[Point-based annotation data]
>>>
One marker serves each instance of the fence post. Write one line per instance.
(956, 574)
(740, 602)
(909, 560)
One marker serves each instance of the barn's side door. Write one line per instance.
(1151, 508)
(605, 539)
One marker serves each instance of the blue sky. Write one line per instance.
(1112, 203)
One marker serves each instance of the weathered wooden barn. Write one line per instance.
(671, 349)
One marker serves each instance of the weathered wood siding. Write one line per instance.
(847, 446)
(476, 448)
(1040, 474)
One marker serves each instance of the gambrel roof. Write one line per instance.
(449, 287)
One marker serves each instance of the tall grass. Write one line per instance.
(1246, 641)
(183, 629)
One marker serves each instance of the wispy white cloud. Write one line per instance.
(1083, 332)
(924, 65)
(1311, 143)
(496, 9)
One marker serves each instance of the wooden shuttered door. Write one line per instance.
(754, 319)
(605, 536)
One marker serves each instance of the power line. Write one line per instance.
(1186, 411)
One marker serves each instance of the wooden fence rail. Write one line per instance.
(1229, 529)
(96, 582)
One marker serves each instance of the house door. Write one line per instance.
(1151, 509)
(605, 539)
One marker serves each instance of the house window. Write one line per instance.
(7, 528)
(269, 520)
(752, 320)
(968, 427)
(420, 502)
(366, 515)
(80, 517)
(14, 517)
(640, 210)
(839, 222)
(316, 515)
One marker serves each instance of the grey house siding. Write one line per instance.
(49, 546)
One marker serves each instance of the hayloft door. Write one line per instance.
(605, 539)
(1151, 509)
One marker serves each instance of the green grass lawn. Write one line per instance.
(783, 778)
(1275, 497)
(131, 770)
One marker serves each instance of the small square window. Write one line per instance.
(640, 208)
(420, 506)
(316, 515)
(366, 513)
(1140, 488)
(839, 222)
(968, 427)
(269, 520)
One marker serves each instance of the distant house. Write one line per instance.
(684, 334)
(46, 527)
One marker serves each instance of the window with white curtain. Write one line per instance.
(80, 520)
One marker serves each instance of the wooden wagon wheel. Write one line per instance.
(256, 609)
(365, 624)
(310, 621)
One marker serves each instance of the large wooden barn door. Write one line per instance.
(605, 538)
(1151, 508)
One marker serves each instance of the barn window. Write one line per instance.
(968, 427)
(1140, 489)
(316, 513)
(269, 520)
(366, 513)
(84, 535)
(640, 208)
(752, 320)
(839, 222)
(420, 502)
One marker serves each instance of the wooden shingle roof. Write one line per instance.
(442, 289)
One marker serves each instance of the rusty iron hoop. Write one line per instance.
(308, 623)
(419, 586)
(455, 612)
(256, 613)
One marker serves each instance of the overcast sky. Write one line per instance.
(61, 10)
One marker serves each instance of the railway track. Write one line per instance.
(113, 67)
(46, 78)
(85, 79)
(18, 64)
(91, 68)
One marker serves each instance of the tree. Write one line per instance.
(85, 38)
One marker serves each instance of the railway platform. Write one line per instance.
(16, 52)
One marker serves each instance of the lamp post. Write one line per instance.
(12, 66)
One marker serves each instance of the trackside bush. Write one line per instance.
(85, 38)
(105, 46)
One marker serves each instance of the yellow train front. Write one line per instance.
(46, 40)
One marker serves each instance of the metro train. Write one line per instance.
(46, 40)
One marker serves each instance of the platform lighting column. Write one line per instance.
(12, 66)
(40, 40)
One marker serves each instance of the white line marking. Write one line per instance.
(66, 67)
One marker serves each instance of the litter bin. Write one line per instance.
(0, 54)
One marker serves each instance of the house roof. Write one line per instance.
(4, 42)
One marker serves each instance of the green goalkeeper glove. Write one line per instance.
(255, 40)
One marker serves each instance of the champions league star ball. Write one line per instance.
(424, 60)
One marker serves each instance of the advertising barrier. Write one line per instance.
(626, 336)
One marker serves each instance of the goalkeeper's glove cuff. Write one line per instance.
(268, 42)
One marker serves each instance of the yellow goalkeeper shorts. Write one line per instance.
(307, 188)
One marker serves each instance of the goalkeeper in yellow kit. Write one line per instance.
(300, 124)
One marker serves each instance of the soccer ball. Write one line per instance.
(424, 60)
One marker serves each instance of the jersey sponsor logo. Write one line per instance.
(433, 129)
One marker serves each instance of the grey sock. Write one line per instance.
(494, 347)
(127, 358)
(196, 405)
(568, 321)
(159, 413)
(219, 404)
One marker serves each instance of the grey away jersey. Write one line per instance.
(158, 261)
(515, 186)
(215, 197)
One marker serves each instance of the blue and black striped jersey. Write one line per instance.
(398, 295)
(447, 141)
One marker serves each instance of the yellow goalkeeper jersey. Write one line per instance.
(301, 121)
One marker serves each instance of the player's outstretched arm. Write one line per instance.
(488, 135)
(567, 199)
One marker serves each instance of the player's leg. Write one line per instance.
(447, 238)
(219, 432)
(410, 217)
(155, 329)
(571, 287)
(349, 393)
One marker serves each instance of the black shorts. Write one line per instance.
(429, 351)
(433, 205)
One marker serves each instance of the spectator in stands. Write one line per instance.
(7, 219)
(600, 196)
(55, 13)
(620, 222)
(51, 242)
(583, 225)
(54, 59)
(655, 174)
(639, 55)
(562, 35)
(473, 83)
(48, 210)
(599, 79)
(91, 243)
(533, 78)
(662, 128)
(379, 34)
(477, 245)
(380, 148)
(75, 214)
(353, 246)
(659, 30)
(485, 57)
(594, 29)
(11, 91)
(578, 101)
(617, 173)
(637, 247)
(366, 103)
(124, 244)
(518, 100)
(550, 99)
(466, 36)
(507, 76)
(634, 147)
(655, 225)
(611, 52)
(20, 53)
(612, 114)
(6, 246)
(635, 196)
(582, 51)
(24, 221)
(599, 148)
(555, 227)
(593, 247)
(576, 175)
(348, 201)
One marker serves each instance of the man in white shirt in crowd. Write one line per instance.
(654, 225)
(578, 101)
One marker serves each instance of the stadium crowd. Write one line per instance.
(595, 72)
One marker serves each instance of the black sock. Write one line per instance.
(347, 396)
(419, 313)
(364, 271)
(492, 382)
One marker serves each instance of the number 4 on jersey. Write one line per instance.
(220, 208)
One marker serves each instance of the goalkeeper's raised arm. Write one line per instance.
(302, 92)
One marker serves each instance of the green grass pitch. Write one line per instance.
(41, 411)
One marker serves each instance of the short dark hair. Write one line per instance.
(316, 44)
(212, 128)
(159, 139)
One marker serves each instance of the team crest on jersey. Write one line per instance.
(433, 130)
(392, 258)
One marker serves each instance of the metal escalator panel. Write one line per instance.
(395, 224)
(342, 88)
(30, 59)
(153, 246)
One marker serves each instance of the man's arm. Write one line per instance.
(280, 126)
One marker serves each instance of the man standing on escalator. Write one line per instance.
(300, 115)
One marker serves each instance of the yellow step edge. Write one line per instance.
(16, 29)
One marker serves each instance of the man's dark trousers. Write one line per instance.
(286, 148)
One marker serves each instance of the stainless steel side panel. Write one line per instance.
<<<
Job: Every line of the data above should be copied exactly.

Written answer:
One marker serves each instance of the fence post. Write one line per instance.
(956, 574)
(740, 602)
(909, 560)
One marker serves each instance of the barn's side door. Write one line per instance.
(1151, 508)
(605, 539)
One marker serves each instance of the blue sky. Write one line per instance.
(1112, 203)
One marker serves each instance of the weathered wooden barn. Write one line per instance.
(671, 349)
One marker serves each instance of the weathered wood siding. Write one line per instance.
(847, 446)
(476, 448)
(1040, 474)
One marker serves each instance of the gambrel roof. Write one line per instance.
(449, 287)
One marker serves each instance of the tall grass. Write one line per instance.
(1246, 641)
(183, 629)
One marker serves each instance of the wispy white cloud. Write one line per instance.
(1083, 332)
(924, 65)
(1311, 143)
(496, 9)
One marker serves each instance of the wooden shuttered door. Write one line per instance.
(754, 319)
(605, 536)
One marker serves each instance of the power line. Write one line per instance.
(1186, 411)
One marker serves each instance of the wooden fence rail. Write one line per instance.
(1229, 529)
(96, 582)
One marker serves each instance of the house door. Write one line per instance.
(1151, 509)
(605, 539)
One marker serves each instance of the house window. Write one line per instance.
(7, 528)
(269, 520)
(752, 320)
(968, 427)
(420, 502)
(366, 515)
(80, 517)
(14, 517)
(640, 210)
(839, 222)
(316, 515)
One marker serves each instance of the grey house siding. Write one line per instance.
(49, 546)
One marker serves each instance of the hayloft door. Write one line per instance.
(605, 539)
(1151, 509)
One marker serves each instance of the green grass lawn. Write one line per instance.
(783, 778)
(1275, 497)
(131, 770)
One marker serves each instance of the small square window. Write one line per instance.
(640, 208)
(420, 506)
(316, 515)
(366, 513)
(1140, 488)
(839, 222)
(968, 427)
(269, 520)
One marker serves each instance of the distant house. Write one line per instance.
(684, 334)
(46, 527)
One marker serves each instance of the window with white curtain. Write one line per instance.
(80, 520)
One marker serves each instance of the wooden wagon wheel. Write one line per instance.
(256, 609)
(365, 624)
(310, 621)
One marker serves each instance of the large wooden barn door. Write one line per instance.
(605, 538)
(1151, 508)
One marker serves each instance of the barn window. Write one line per instance.
(968, 427)
(1140, 489)
(316, 513)
(269, 520)
(366, 513)
(84, 535)
(640, 208)
(752, 320)
(839, 222)
(420, 502)
One marker serves each instance of the wooden shingle roof. Write one line per instance.
(442, 289)
One marker serves each instance of the rusty iron hoop. Write one line per instance.
(308, 623)
(419, 586)
(455, 612)
(256, 613)
One marker serves each instance of the overcast sky. Write one line per instance.
(61, 10)
One marker serves each instance of the railway track. Write one line per instance.
(113, 67)
(46, 78)
(85, 79)
(18, 64)
(91, 68)
One marker serves each instance of the tree. Write one line per instance.
(85, 38)
One marker serves each instance of the railway platform. Write one line per instance.
(16, 52)
One marker serves each instance of the lamp post. Write one line per instance.
(12, 66)
One marker serves each instance of the trackside bush. Write one line per instance.
(85, 38)
(105, 46)
One marker serves each instance of the yellow train front. Write one line per instance.
(46, 40)
One marker serves each instance of the metro train. Write one line per instance.
(46, 40)
One marker serves each instance of the platform lighting column. Write one line per instance.
(12, 66)
(40, 40)
One marker serves each instance of the white line marking. Write one line per instance.
(66, 67)
One marker serves each instance of the litter bin. Write one line per instance.
(0, 54)
One marker serves each instance of the house roof. Write one line per instance.
(4, 42)
One marker serves each instance of the green goalkeeper glove. Write one line per instance.
(255, 40)
One marker serves each instance of the champions league star ball. Write one line per instance.
(424, 60)
One marker serves each instance of the advertising barrier. Write one line per instance.
(626, 336)
One marker serves each instance of the goalkeeper's glove cuff. Write one line per instance.
(268, 42)
One marker serves each instance of the yellow goalkeeper shorts. Write one line per instance.
(307, 188)
One marker serves each instance of the goalkeeper in yellow kit. Write one line per instance.
(300, 124)
One marker serves each instance of the soccer ball. Write one line per instance.
(424, 60)
One marker serves each instance of the jersey sponsor logo. Write one line per instance.
(433, 129)
One marker serves each instance of the grey sock. Write one line per instance.
(494, 347)
(127, 358)
(196, 405)
(568, 321)
(159, 413)
(219, 404)
One marker serves each instance of the grey away jersey. Write one line per instance.
(158, 261)
(515, 186)
(215, 197)
One marker serves each instance of the blue and black striped jersey. Write one line per instance.
(398, 295)
(447, 141)
One marker serves each instance of the yellow goalkeeper jersey. Write one line per instance.
(301, 121)
One marker serves each instance of the player's outstretched arm. Write one line per instance.
(488, 135)
(567, 199)
One marker serves each instance of the player's leg. Write one line per instance.
(447, 238)
(219, 432)
(410, 217)
(155, 329)
(571, 287)
(349, 393)
One marker serves each instance of the black shorts. Write one line per instance.
(429, 351)
(433, 205)
One marker serves each instance of the spectator in stands. Write one line per instance.
(7, 219)
(600, 196)
(55, 13)
(620, 222)
(51, 242)
(583, 225)
(54, 59)
(655, 174)
(639, 55)
(562, 35)
(473, 83)
(48, 210)
(599, 79)
(91, 243)
(533, 78)
(662, 128)
(379, 34)
(477, 245)
(380, 148)
(75, 214)
(353, 246)
(659, 30)
(485, 57)
(594, 29)
(11, 91)
(578, 101)
(617, 173)
(637, 247)
(366, 103)
(124, 244)
(518, 100)
(550, 99)
(466, 36)
(507, 76)
(634, 147)
(655, 225)
(611, 52)
(20, 53)
(612, 114)
(6, 246)
(635, 196)
(582, 51)
(24, 221)
(599, 148)
(555, 227)
(593, 247)
(576, 175)
(348, 201)
One marker serves each instance of the man in white shirt in crowd. Write one line per instance.
(654, 225)
(578, 101)
One marker serves each instance of the stadium crowd. Write one line per instance.
(595, 72)
One marker serves each instance of the black sock. Write one line per instance.
(347, 396)
(419, 313)
(364, 271)
(492, 382)
One marker serves each instance of the number 4 on jersey. Write one line per instance.
(220, 208)
One marker serves each instance of the goalkeeper's raised arm. Write one line per instance.
(302, 92)
One marker serves each instance of the green grass pitch. Write one line per instance.
(41, 411)
One marker serves each instance of the short dark hair. Write one line per instance.
(316, 44)
(212, 128)
(159, 139)
One marker serves each instance of the team crest on jersey. Write one line per instance.
(433, 130)
(392, 258)
One marker serves each instance of the metal escalator panel. Write one line per instance.
(395, 224)
(342, 88)
(30, 59)
(153, 246)
One marker serves each instance of the man's arm. Write one line per instance.
(280, 126)
One marker serves each instance of the man standing on escalator. Write one line per instance.
(300, 115)
One marker serves each instance of the yellow step edge. Write one line per instance.
(16, 29)
One marker serves each instance of the man's dark trousers. Write one line per instance.
(286, 148)
One marker serves each instance of the stainless steel side panel. Write one line per instance.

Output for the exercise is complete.